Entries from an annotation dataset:
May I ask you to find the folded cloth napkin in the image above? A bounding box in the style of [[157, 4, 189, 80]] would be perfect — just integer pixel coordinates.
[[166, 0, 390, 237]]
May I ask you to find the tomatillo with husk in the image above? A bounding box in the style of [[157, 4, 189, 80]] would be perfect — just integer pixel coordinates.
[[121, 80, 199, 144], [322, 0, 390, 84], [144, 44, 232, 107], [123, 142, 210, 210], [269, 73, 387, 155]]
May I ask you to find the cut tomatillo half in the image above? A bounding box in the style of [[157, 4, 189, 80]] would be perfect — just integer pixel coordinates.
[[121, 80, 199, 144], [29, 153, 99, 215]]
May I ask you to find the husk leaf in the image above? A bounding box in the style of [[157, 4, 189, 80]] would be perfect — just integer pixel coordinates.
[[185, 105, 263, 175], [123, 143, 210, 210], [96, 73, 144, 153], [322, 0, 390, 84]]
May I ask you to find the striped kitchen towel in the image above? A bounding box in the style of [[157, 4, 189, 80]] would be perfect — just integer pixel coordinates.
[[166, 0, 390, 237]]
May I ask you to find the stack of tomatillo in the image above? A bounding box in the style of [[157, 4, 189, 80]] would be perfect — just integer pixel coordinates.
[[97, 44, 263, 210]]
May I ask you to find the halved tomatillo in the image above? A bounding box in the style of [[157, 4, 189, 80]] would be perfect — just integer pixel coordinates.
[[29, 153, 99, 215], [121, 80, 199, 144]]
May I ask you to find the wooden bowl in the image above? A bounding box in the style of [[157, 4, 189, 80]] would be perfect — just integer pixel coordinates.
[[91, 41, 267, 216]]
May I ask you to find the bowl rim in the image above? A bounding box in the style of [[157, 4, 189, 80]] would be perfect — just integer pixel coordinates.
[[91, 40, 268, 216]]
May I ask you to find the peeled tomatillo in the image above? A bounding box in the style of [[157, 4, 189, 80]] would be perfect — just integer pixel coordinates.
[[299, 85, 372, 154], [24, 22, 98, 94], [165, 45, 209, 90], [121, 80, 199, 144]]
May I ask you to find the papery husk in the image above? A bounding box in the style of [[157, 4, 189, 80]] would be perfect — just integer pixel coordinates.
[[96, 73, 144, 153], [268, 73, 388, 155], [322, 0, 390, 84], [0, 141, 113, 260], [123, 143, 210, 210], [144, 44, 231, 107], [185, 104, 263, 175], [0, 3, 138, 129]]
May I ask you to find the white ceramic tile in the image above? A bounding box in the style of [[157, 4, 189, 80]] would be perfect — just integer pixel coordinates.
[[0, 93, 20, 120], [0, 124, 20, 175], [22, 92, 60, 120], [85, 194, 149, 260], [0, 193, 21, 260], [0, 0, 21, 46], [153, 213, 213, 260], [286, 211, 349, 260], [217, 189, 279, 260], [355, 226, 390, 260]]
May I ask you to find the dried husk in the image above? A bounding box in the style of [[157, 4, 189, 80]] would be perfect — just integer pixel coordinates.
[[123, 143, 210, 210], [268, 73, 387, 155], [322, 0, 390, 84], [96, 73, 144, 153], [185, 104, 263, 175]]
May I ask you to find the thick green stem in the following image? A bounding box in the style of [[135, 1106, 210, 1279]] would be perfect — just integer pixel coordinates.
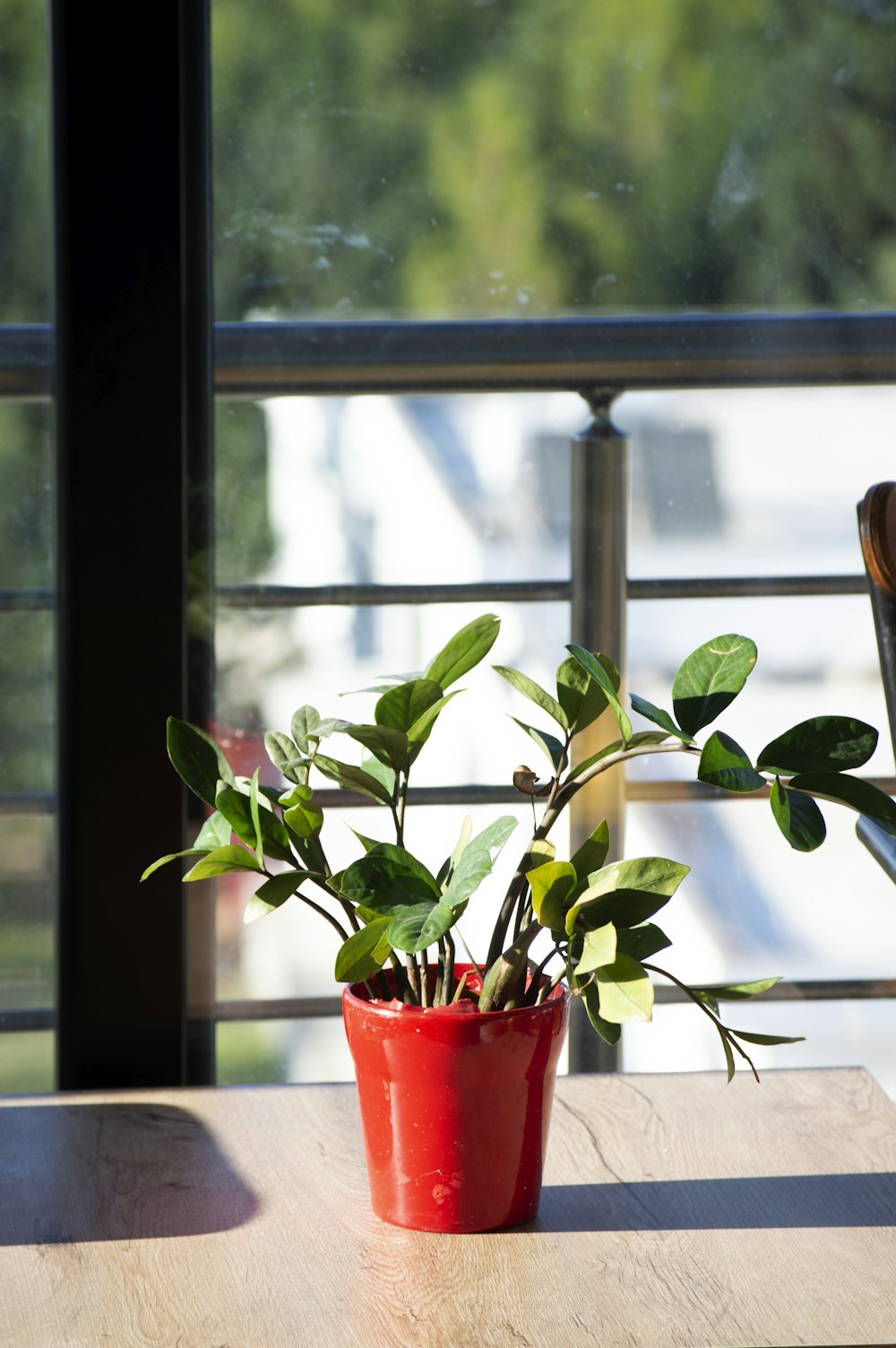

### SHORT EXERCISE:
Replace "May I ask you to" with "Please" everywhere it appears in the rows above, keeping everything else the same. Leave the pictures out of your answer.

### ANSWER TO THIS PROBLEM:
Please find the folded cloth napkin in the image above? A bounding box in the style of [[157, 4, 189, 80]] would be perfect — just integer pixel coordinates.
[[166, 0, 390, 237]]
Please find the tomatillo with husk in the image above? A bounding box in the style of [[157, 4, 189, 80]] would be perfect — just integer pixel coordinates.
[[121, 80, 199, 144], [322, 0, 390, 84], [144, 44, 232, 107], [123, 142, 210, 210], [269, 73, 387, 155]]
Please find the cut tomatillo half in the image above? A bounding box in the style of [[157, 4, 189, 80]] would be perfect — just integer pixel coordinates.
[[121, 80, 199, 144], [29, 153, 99, 215]]
Please find the husk leaf in the image above? A bounding box in the style of [[157, 4, 189, 80]] would be perfect — just integer pixel coordinates.
[[185, 105, 263, 175], [123, 143, 210, 210], [96, 73, 144, 153], [322, 0, 390, 84]]
Please find the striped kitchen towel in the image above? A bounding box in the style of [[157, 4, 189, 80]] would be perfect — just integer pixel coordinates.
[[166, 0, 390, 237]]
Please find the stack of tomatillo in the image above? A bounding box in the style of [[157, 4, 189, 80]] would be perfect — just integer pixel coordinates.
[[97, 44, 263, 210]]
Please find the halved tomatillo in the image above? A bounding box in the style of [[157, 4, 189, 80]] would be perfect — just integer pixel coordinates.
[[29, 153, 99, 215], [121, 80, 199, 144]]
Please find the wooden bowl in the image above? A bounding box in the style of [[157, 4, 189, 80]] would be perfect — just integer pixel coordinates.
[[91, 41, 267, 216]]
Please find the bowl rim in the image above? A bounding box in the style of [[157, 4, 189, 80]] would be perfect — just integer pixel coordinates.
[[91, 40, 268, 216]]
Please find the peeled tomatillo in the image above? A bounding box in the style of [[157, 4, 189, 80]] would be perfect — just integer pixel coordinates.
[[299, 85, 372, 154], [24, 22, 98, 94], [165, 45, 209, 90], [121, 80, 199, 144]]
Please find the papery husk in the image above? A bounding box in the style of [[157, 4, 189, 80]] would be perfect — just integer pixel coordinates.
[[96, 73, 144, 153], [268, 73, 388, 155], [322, 0, 390, 84], [0, 141, 113, 260], [123, 143, 210, 210], [144, 44, 231, 107], [185, 104, 263, 175], [0, 3, 138, 129]]
Please find the white ceramic tile in the image above? A bounding box in the style of [[157, 4, 189, 80]] would be perfect — just integer pixel coordinates.
[[0, 93, 20, 120], [0, 124, 20, 175], [22, 92, 60, 120], [85, 194, 149, 260], [0, 193, 21, 260], [0, 0, 21, 46], [153, 213, 213, 260], [286, 211, 349, 260], [217, 189, 279, 260], [355, 226, 390, 260]]
Please find the dried husk in the image above? A bounding box in the style of [[157, 4, 189, 80]] would be perfect — just integer pixel coordinates.
[[123, 143, 210, 210], [268, 73, 387, 155], [322, 0, 390, 84], [96, 73, 144, 153], [185, 104, 263, 175]]
Please find the thick green stem in the following image? A bounding box in the style of [[135, 1106, 210, 1279]] would be perfect — just integer pixel coordinates.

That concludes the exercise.